• What you need to do:
I need the records below retyped exactly.
--
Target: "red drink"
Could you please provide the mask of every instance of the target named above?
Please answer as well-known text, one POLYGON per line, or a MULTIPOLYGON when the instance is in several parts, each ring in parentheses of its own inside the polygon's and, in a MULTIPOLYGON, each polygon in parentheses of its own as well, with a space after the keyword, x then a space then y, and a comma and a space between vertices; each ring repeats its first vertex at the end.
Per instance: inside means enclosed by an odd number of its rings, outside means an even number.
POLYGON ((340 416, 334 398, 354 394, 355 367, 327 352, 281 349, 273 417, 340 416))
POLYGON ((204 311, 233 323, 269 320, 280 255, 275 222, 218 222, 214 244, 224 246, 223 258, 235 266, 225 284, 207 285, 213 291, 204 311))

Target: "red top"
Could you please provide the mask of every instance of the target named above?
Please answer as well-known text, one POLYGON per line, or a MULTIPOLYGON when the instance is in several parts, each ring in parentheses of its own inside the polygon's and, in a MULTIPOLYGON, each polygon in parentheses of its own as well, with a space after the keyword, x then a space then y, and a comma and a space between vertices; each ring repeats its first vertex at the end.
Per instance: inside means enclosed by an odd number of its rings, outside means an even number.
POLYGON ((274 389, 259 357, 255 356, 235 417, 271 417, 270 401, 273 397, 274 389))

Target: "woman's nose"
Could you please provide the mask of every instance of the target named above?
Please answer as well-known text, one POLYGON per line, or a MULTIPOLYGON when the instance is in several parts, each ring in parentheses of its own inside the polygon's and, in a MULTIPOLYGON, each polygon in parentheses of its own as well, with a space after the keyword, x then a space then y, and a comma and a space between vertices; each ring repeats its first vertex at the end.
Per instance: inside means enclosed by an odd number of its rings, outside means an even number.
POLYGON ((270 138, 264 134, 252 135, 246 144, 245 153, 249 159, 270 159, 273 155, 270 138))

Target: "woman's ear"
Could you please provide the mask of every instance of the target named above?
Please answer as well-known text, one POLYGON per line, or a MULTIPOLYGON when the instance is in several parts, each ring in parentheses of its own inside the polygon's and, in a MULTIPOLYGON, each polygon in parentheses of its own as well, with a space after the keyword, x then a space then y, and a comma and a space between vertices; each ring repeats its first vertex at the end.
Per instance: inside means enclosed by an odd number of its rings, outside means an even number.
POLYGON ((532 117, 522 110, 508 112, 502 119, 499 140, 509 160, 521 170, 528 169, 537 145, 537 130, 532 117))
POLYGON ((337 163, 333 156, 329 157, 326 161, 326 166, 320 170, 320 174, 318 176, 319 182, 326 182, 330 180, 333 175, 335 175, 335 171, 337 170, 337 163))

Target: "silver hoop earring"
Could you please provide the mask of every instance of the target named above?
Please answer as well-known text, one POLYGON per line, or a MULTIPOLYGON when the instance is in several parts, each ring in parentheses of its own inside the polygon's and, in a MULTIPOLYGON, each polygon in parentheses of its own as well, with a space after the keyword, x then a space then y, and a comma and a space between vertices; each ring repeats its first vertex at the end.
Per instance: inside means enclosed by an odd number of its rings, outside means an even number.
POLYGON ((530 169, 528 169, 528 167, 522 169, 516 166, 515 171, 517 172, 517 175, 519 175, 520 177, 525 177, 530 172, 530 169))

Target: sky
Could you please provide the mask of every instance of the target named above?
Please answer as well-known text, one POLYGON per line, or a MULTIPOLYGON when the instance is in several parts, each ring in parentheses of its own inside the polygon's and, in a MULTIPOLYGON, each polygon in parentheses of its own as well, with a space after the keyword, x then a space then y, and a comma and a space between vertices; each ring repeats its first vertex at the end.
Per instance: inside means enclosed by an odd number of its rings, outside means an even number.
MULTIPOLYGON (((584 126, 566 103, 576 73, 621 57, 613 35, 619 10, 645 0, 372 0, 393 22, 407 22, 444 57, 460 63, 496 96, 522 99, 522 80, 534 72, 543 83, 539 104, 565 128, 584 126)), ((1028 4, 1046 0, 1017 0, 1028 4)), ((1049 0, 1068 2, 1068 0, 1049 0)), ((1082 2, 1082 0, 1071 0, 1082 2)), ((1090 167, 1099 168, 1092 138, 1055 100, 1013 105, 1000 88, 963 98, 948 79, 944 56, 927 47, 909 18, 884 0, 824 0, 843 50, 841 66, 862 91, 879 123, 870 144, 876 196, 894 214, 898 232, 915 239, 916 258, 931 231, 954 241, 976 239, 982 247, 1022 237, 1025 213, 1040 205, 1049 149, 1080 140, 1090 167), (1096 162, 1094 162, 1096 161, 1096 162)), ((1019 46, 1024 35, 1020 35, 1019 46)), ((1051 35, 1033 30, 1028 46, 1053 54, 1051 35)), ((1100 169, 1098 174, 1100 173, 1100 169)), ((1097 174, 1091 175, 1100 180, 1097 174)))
--
• Exercise response:
Target: "red drink"
Could you please provide the mask of every instance of the target named above?
Please answer as well-known text, one POLYGON per line, or a MULTIPOLYGON when the instance is in several parts, each ring in parentheses of its own inside the polygon's and, in a MULTIPOLYGON, each polygon in parentheses of its own as well, with a space after the keyword, x then a space then y, and a comma and a space between vertices; each ring repeats its first vertex at the end.
Per instance: inside means enclosed by an odd number of its rings, outside means an even number.
POLYGON ((340 416, 334 398, 354 394, 355 367, 327 352, 281 349, 273 417, 340 416))
POLYGON ((204 311, 233 323, 269 320, 280 255, 275 222, 218 222, 214 244, 224 246, 223 258, 235 266, 225 284, 207 285, 213 291, 204 311))

Target: "red top"
Could you please provide the mask of every instance of the target named above?
Please answer as well-known text, one POLYGON per line, or a MULTIPOLYGON when the instance is in several parts, each ring in parentheses of its own inside the polygon's and, in a MULTIPOLYGON, each polygon in parentheses of its own as well, with a space after the keyword, x then a space then y, and a comma and a space between vertices; each ring repeats its first vertex at the end.
Per instance: inside means enclosed by an odd number of its rings, outside means an even number.
POLYGON ((274 389, 259 357, 255 356, 235 417, 271 417, 270 401, 273 397, 274 389))

Target: "woman's nose"
Could you please provide the mask of every instance of the target named above?
Please answer as well-known text, one POLYGON per line, or a MULTIPOLYGON when the instance is in several parts, each ring in parentheses of its own inside the polygon's and, in a MULTIPOLYGON, each polygon in parentheses of its own as well, with a space after the keyword, x then a space then y, and a comma and a space between vertices; each ring repeats its first vertex at the end.
Per instance: inside means enclosed by an odd number of its rings, outside means an even number.
POLYGON ((270 138, 264 134, 252 135, 246 144, 245 153, 249 159, 270 159, 273 155, 270 138))

Target: "woman's ear"
Could you please provide the mask of every instance of the target named above?
Please answer as well-known text, one POLYGON per line, or a MULTIPOLYGON when the instance is in several parts, each ring in parentheses of its own inside the polygon's and, in a MULTIPOLYGON, each polygon in parentheses of its own as well, with a space after the keyword, x then a space then y, and a comma and a space between vertices; each ring repeats its first vertex at the end.
Per instance: inside means enclosed by an odd number of its rings, outside means an even number.
POLYGON ((532 117, 522 110, 508 112, 502 119, 499 140, 509 160, 521 170, 528 169, 537 145, 537 130, 532 117))
POLYGON ((337 163, 333 156, 329 157, 326 161, 326 166, 320 170, 320 174, 318 176, 319 182, 326 182, 330 180, 333 175, 335 175, 335 171, 337 170, 337 163))

Target: "silver hoop earring"
Could you please provide the mask of every instance of the target named above?
Please answer as well-known text, one POLYGON per line, or a MULTIPOLYGON when the instance is in several parts, each ring in parentheses of its own inside the polygon's and, in a MULTIPOLYGON, each polygon in parentheses of its own as well, with a space after the keyword, x then a space then y, and a comma and a space between vertices; each ring repeats its first vertex at the end.
Per instance: inside means enclosed by an odd number of its rings, outside means an even number.
POLYGON ((530 169, 528 169, 528 167, 522 169, 516 166, 515 171, 517 172, 517 175, 519 175, 520 177, 525 177, 530 172, 530 169))

Target: sky
Could you please provide the mask of every instance of the target named above?
Please answer as well-known text, one POLYGON per line, or a MULTIPOLYGON when the instance is in several parts, each ring in parentheses of its own inside the polygon's and, in a MULTIPOLYGON, each polygon in parentheses of its own as well, with a space after the keyword, x then a space then y, and a comma and a space between vertices; each ring repeats its first vertex at the end.
Per instance: inside means enclosed by an odd number of its rings, outside means an even number.
MULTIPOLYGON (((584 126, 566 103, 576 73, 621 57, 613 35, 619 10, 645 0, 372 0, 393 22, 407 22, 444 57, 460 63, 496 96, 522 99, 522 80, 534 72, 543 83, 539 104, 565 128, 584 126)), ((1028 4, 1046 0, 1017 0, 1028 4)), ((1049 0, 1068 2, 1068 0, 1049 0)), ((1082 2, 1082 0, 1071 0, 1082 2)), ((1090 167, 1099 168, 1092 138, 1055 100, 1013 105, 1000 88, 963 98, 948 79, 944 56, 927 47, 909 18, 884 0, 824 0, 843 50, 841 66, 862 91, 879 123, 870 144, 876 196, 894 214, 898 232, 915 239, 916 258, 931 231, 954 241, 976 239, 982 247, 1022 237, 1025 213, 1040 205, 1049 149, 1080 140, 1090 167), (1096 162, 1094 162, 1096 161, 1096 162)), ((1019 46, 1024 35, 1020 35, 1019 46)), ((1051 35, 1033 30, 1028 46, 1053 54, 1051 35)), ((1100 169, 1098 174, 1100 173, 1100 169)), ((1097 174, 1091 175, 1100 180, 1097 174)))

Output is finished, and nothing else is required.